start Passage to read

Metadata-Version: 2.1
Name: data-kalite
Version: 1.0.2
Summary: Data Quality for PySpark Pipelines
Author: Junaid Effendi
Requires-Python: >=3.7.0
Description-Content-Type: text/markdown
Requires-Dist: dataclasses (==0.6)
Requires-Dist: great-expectations (==0.14.12)
Requires-Dist: inflection (==0.5.1)
Requires-Dist: pyspark (==3.2.0)

## Data-Kalite
[![PyPI version](https://badge.fury.io/py/data-kalite.svg)](https://badge.fury.io/py/data-kalite)

Kalite means Quality in Turkish. </br>
This is a framework on top of open source Great Expectations PySpark Suite with additional features.

end Passage to read

◆ **Goals**:
1. Write out the data-kalite package page word for word from "Requires-Dist: pyspark (==3.2.0)" to "with additional features.".
2. Does the data-kalite package page support each statement below? Answer yes or no for each, quoting the words from the page that decide it.
(a) The package needs Python 3.7.0 or newer.
(b) Kalite is the Spanish word for quality.
(c) The package depends on pyspark version 3.1.0.
Nothing here calls for the listing.

start Dataset content

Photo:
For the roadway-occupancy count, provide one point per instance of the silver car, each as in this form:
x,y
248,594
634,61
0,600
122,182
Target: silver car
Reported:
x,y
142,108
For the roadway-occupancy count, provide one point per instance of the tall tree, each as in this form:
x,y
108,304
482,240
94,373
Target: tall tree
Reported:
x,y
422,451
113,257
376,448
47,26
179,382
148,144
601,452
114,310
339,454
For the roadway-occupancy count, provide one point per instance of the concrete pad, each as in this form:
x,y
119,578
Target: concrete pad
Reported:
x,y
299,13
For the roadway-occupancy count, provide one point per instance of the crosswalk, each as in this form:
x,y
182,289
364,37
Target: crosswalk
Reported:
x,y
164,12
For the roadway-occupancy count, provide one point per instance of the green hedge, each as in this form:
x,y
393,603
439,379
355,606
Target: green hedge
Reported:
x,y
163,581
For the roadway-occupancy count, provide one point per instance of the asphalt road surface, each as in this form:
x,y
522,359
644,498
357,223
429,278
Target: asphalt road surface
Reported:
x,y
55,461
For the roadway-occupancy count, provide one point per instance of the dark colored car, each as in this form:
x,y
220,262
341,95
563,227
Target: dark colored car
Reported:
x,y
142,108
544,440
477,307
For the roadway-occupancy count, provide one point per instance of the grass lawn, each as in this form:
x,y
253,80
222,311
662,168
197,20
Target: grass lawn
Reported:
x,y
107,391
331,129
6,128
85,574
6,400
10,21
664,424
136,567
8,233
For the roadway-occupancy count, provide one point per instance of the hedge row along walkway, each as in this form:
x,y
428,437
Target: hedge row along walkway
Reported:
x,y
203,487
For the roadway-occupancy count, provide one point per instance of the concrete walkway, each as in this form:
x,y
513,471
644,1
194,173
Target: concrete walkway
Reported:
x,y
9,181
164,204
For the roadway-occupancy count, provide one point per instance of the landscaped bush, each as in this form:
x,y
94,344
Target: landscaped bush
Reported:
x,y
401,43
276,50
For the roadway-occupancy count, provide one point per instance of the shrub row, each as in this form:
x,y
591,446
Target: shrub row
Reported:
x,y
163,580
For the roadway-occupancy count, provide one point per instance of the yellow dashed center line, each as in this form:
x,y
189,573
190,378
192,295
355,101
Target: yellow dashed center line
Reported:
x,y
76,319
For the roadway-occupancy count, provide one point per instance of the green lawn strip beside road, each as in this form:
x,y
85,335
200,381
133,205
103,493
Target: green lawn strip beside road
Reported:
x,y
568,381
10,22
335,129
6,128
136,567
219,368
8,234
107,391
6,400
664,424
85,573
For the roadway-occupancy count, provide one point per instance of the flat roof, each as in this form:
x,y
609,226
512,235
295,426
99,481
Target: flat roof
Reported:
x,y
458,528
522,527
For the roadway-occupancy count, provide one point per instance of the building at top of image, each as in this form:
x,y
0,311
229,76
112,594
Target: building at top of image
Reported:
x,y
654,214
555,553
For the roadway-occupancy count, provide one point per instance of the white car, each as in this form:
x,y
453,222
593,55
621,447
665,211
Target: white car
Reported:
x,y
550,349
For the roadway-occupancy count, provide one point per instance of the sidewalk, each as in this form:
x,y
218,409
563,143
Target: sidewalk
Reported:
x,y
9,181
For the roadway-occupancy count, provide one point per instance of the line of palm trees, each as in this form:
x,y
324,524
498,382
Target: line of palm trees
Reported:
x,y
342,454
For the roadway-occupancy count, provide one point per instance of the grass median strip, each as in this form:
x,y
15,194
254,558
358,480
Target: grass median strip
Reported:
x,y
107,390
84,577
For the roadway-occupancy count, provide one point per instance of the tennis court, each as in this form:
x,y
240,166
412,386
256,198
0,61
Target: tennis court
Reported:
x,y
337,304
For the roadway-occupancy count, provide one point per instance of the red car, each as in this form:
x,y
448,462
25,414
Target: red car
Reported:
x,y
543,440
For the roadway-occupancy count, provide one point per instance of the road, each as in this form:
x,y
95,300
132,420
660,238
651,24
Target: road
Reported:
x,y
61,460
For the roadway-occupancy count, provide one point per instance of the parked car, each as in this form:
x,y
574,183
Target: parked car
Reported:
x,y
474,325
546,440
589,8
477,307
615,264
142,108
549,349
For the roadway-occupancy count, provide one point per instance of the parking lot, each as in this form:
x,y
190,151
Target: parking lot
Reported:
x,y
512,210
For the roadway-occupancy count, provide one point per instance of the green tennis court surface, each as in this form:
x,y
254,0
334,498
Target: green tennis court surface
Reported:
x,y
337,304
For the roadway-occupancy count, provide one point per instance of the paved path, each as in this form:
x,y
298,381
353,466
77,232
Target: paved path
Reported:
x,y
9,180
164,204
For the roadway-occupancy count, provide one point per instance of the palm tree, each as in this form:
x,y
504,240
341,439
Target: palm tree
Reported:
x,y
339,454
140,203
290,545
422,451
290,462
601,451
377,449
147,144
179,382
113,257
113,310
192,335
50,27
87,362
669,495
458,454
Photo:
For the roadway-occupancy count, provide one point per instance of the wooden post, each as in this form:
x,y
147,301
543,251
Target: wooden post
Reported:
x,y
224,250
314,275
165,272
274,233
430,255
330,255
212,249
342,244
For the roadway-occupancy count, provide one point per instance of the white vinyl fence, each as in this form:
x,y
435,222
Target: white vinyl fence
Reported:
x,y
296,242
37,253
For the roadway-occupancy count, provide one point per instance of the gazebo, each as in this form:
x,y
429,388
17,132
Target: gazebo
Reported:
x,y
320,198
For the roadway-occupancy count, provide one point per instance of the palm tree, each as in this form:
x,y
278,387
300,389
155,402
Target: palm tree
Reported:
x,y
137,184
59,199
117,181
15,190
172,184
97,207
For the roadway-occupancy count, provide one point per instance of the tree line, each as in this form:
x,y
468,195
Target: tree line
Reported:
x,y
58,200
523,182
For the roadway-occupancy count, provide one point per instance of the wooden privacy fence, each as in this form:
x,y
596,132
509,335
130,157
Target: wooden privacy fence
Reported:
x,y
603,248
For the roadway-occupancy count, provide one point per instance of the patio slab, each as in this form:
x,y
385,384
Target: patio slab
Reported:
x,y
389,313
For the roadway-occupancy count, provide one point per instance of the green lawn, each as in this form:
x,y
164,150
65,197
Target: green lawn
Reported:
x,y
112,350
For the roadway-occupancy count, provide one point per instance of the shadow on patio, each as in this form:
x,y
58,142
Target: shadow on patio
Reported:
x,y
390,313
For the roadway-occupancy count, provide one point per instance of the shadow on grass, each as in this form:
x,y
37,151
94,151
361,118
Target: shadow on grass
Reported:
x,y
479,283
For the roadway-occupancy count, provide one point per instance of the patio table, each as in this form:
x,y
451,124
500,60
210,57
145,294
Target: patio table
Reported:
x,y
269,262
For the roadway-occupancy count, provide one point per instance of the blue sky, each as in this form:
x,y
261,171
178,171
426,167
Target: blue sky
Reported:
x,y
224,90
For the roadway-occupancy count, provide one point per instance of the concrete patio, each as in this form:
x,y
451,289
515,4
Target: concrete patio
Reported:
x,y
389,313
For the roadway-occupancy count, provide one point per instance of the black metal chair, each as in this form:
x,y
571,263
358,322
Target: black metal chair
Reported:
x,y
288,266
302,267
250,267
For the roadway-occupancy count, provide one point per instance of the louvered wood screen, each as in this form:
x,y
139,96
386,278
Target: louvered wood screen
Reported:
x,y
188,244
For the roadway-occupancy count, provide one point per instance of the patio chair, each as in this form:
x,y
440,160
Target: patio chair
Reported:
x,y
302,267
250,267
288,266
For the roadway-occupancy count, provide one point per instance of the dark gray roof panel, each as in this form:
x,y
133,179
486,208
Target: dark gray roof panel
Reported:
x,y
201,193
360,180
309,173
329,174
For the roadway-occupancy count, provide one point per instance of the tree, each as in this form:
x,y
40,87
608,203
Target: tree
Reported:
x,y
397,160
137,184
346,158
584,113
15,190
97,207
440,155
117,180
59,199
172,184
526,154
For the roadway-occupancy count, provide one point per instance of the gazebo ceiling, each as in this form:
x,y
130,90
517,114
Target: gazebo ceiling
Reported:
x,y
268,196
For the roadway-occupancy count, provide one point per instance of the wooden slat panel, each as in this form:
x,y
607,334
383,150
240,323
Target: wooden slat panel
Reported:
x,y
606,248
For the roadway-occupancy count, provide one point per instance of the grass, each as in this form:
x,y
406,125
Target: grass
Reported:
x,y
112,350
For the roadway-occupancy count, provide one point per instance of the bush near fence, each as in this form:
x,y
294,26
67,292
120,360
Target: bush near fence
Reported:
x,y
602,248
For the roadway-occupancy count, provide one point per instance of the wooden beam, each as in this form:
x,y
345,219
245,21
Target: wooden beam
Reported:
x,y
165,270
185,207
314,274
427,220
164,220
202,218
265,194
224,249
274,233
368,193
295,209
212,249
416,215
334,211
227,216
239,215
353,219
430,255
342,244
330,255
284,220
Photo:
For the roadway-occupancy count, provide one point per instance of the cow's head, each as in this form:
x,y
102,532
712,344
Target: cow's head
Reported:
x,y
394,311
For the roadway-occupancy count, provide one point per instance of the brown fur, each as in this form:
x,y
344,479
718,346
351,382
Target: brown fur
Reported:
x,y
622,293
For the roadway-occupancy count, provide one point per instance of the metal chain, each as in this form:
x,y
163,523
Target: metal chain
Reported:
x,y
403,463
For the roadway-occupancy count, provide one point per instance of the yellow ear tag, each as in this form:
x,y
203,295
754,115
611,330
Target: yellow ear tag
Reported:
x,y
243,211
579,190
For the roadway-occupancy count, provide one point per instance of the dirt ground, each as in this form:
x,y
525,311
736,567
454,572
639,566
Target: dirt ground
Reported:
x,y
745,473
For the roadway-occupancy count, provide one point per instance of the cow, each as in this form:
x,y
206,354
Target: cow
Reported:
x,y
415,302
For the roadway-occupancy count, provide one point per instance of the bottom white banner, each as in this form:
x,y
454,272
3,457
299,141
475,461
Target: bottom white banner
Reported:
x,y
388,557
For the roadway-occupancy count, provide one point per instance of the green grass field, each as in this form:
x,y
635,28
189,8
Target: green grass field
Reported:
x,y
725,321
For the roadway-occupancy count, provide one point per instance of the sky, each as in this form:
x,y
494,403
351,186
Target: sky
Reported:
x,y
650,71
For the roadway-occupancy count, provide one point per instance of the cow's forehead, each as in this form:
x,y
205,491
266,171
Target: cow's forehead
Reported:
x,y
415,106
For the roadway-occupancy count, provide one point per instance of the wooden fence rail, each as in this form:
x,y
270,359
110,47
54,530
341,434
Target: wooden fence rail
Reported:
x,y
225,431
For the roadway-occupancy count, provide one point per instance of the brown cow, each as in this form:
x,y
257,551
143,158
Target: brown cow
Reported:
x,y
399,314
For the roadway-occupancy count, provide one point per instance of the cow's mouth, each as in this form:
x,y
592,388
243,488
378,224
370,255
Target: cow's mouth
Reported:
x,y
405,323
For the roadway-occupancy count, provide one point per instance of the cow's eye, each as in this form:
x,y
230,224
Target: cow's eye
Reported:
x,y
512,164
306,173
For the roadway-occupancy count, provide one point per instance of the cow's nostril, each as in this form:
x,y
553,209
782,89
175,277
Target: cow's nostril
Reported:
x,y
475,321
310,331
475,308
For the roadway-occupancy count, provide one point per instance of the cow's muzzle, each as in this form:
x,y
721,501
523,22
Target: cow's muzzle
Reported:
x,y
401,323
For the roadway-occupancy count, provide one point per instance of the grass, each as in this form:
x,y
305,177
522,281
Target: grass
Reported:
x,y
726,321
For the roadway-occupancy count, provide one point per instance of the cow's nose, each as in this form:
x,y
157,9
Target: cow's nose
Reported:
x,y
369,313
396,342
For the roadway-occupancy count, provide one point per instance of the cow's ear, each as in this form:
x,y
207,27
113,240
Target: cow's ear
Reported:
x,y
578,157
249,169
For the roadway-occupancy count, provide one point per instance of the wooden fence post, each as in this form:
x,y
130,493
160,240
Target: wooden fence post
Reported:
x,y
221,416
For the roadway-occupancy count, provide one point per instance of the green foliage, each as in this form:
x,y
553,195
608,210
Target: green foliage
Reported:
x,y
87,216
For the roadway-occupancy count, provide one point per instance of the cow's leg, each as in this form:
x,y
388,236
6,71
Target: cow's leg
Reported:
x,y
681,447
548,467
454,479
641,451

end Dataset content

◆ **Responses**:
1.
Requires-Dist: pyspark (==3.2.0)

## Data-Kalite
[![PyPI version](https://badge.fury.io/py/data-kalite.svg)](https://badge.fury.io/py/data-kalite)

Kalite means Quality in Turkish. </br>
This is a framework on top of open source Great Expectations PySpark Suite with additional features.

2.
(a) Yes: "Requires-Python: >=3.7.0"
(b) No: "Kalite means Quality in Turkish."
(c) No: "Requires-Dist: pyspark (==3.2.0)"